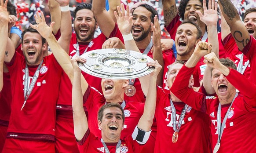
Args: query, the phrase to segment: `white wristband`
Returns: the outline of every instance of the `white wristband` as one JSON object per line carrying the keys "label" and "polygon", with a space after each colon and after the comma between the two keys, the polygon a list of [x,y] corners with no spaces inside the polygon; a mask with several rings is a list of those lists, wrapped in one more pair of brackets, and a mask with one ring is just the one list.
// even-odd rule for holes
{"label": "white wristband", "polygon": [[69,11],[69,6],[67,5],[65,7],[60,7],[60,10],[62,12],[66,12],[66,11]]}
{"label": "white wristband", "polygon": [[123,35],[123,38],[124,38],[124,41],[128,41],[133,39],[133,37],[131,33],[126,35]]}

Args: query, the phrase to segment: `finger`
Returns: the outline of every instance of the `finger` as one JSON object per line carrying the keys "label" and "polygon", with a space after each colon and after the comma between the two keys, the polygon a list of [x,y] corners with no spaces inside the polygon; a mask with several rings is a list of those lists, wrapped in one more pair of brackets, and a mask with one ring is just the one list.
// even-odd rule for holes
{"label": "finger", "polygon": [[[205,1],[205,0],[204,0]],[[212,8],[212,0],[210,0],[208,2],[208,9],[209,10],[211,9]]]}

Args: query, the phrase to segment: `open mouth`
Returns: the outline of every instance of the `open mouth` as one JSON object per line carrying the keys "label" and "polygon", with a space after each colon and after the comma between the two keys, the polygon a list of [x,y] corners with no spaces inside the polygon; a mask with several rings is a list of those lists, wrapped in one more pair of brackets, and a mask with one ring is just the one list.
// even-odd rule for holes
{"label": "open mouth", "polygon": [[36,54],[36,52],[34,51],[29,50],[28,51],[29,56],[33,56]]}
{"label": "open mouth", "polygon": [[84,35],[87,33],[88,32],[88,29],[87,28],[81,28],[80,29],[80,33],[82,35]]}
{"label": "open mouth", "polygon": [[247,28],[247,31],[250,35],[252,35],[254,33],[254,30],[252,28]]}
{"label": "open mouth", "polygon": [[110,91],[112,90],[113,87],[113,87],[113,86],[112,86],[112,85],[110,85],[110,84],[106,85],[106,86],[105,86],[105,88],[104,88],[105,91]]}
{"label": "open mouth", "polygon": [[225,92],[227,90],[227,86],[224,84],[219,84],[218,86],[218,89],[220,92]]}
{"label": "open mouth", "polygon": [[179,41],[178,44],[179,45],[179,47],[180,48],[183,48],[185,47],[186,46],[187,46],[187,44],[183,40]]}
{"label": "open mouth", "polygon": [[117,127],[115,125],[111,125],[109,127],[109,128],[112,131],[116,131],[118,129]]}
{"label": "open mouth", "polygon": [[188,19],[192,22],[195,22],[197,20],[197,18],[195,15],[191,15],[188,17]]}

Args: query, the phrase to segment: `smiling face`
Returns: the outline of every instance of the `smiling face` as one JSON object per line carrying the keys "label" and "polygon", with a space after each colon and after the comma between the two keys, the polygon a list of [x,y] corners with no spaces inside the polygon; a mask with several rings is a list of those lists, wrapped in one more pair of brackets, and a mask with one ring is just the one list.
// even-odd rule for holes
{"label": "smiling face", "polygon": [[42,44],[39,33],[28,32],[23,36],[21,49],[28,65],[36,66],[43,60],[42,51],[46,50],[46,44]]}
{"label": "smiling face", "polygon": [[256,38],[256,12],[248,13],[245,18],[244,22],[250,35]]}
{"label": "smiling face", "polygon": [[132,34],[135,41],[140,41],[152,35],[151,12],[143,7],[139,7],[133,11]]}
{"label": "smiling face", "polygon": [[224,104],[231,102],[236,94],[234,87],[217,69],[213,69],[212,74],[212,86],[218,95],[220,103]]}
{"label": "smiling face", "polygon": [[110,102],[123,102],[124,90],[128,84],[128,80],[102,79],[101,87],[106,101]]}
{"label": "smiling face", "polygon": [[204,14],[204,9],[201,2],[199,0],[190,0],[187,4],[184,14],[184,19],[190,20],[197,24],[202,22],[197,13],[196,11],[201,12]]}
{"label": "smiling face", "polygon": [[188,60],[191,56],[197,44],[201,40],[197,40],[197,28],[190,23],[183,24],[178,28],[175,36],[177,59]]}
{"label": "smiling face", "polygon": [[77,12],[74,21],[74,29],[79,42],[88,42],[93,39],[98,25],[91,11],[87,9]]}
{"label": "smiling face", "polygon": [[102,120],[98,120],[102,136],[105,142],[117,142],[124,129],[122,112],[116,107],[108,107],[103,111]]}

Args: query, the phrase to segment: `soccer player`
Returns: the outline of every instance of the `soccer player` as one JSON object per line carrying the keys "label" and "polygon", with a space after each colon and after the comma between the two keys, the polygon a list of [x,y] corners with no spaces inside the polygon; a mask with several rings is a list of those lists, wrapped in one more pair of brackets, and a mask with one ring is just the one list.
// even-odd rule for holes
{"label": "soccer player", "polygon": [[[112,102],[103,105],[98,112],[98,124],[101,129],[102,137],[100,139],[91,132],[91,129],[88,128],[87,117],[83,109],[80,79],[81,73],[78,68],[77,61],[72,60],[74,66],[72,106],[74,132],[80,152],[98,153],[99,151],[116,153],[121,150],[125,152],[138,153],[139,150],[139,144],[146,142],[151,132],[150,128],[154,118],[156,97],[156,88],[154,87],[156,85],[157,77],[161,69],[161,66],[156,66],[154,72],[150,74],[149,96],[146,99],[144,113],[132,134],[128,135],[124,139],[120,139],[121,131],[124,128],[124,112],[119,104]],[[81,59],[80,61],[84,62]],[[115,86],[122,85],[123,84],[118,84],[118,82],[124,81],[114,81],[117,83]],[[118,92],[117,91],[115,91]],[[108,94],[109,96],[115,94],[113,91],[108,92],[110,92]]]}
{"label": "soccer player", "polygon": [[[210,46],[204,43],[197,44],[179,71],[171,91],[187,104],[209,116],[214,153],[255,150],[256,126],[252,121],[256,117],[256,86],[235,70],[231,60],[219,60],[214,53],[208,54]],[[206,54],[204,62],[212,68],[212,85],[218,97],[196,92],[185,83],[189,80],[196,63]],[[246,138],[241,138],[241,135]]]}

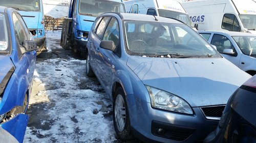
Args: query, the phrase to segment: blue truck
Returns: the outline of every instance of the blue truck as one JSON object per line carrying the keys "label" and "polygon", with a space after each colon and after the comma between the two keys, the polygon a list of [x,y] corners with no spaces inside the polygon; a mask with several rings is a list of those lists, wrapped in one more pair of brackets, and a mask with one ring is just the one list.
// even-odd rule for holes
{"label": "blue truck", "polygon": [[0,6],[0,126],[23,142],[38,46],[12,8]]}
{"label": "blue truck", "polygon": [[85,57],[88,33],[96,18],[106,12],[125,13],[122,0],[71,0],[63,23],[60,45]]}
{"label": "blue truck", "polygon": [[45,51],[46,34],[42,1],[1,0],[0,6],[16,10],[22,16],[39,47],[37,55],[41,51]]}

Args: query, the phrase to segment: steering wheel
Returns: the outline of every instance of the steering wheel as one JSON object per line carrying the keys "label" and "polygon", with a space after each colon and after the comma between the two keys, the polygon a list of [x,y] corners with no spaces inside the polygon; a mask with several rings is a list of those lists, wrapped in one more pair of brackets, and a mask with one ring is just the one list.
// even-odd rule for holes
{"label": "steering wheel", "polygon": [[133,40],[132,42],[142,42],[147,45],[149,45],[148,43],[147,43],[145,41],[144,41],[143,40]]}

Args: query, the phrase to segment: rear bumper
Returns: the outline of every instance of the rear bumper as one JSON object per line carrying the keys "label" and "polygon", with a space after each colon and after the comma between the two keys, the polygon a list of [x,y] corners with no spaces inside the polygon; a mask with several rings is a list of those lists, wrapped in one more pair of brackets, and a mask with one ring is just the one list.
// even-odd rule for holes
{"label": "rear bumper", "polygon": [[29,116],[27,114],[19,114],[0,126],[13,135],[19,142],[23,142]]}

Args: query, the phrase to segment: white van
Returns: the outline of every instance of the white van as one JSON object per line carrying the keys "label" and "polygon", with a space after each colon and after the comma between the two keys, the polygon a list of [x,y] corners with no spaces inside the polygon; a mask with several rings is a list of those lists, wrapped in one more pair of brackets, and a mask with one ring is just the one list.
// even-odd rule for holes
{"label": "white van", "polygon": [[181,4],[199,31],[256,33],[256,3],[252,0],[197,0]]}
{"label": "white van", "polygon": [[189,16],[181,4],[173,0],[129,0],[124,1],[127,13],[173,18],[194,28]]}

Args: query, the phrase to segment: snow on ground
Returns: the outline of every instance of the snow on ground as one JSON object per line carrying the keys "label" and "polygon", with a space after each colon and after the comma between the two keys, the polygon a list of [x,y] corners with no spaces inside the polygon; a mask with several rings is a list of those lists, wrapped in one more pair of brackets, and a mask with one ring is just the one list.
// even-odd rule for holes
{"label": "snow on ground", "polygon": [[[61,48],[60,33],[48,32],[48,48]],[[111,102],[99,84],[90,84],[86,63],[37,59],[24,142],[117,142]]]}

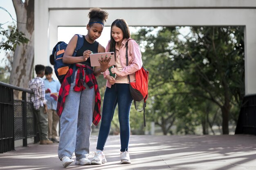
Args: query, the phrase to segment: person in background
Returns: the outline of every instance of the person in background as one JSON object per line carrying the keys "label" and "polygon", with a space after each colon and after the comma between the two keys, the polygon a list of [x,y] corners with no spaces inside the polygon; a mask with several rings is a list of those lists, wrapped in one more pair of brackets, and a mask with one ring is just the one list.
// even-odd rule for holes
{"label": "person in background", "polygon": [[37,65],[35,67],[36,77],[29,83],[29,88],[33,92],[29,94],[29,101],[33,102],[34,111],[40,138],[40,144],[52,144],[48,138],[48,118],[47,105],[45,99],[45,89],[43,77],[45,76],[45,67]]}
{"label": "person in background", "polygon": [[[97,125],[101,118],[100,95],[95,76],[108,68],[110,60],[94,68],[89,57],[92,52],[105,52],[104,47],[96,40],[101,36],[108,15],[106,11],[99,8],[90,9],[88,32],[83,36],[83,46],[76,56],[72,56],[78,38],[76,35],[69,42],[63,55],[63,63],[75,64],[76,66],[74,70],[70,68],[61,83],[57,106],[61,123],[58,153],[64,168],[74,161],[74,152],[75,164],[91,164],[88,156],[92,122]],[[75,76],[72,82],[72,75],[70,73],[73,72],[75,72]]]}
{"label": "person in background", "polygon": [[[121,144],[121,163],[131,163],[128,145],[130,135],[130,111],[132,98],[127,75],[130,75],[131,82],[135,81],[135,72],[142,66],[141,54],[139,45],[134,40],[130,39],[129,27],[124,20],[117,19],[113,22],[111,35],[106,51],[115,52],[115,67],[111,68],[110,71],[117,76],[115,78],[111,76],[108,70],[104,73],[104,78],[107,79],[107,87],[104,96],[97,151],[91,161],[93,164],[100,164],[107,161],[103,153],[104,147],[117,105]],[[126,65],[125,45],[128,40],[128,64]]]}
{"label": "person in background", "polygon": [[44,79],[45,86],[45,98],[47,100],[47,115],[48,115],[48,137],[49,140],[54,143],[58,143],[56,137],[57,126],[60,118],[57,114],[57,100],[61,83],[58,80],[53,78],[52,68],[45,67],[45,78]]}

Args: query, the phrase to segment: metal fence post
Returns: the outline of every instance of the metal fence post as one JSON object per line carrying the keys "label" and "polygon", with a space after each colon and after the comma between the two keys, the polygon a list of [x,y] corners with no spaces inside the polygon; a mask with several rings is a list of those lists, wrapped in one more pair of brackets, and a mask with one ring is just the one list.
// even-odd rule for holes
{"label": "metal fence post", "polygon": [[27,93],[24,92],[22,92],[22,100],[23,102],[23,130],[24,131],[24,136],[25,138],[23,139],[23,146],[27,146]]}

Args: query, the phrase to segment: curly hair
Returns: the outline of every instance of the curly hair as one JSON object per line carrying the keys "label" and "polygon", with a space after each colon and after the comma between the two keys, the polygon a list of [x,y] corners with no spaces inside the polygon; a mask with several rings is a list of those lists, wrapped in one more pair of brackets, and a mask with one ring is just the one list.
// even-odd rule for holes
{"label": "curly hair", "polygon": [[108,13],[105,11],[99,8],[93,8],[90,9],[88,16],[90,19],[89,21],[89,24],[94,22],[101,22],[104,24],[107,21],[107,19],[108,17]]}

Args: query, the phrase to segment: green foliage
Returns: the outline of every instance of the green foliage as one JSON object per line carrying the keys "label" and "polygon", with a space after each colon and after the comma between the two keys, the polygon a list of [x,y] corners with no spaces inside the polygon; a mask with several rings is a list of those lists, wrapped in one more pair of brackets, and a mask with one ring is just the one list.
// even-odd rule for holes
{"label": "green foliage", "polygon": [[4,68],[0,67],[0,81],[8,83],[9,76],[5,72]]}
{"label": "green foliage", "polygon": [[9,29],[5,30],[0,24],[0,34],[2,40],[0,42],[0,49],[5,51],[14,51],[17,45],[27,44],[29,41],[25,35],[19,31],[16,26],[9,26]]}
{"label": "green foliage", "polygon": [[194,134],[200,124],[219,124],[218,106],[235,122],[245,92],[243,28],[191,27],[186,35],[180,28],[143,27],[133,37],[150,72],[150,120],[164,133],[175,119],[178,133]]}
--
Required task. Find every line in the records that contains the string "hair" and copy each one out. Matching is case-sensitive.

Correct output.
Args: query, the phrase to segment: curly hair
Returns: the outline of every instance of the curly hair as one JSON object per line carrying the keys "label" and "polygon", with a space after each colon and after the comma between the two keys, the polygon a list of [x,y] corners with no spaces inside the polygon; a mask with several rings is a list of those lists, wrapped in one more pair of brackets, and a mask with one ring is just the one list.
{"label": "curly hair", "polygon": [[108,13],[105,11],[99,8],[93,8],[90,9],[88,16],[90,19],[89,21],[89,24],[94,22],[101,22],[104,24],[107,21],[107,19],[108,17]]}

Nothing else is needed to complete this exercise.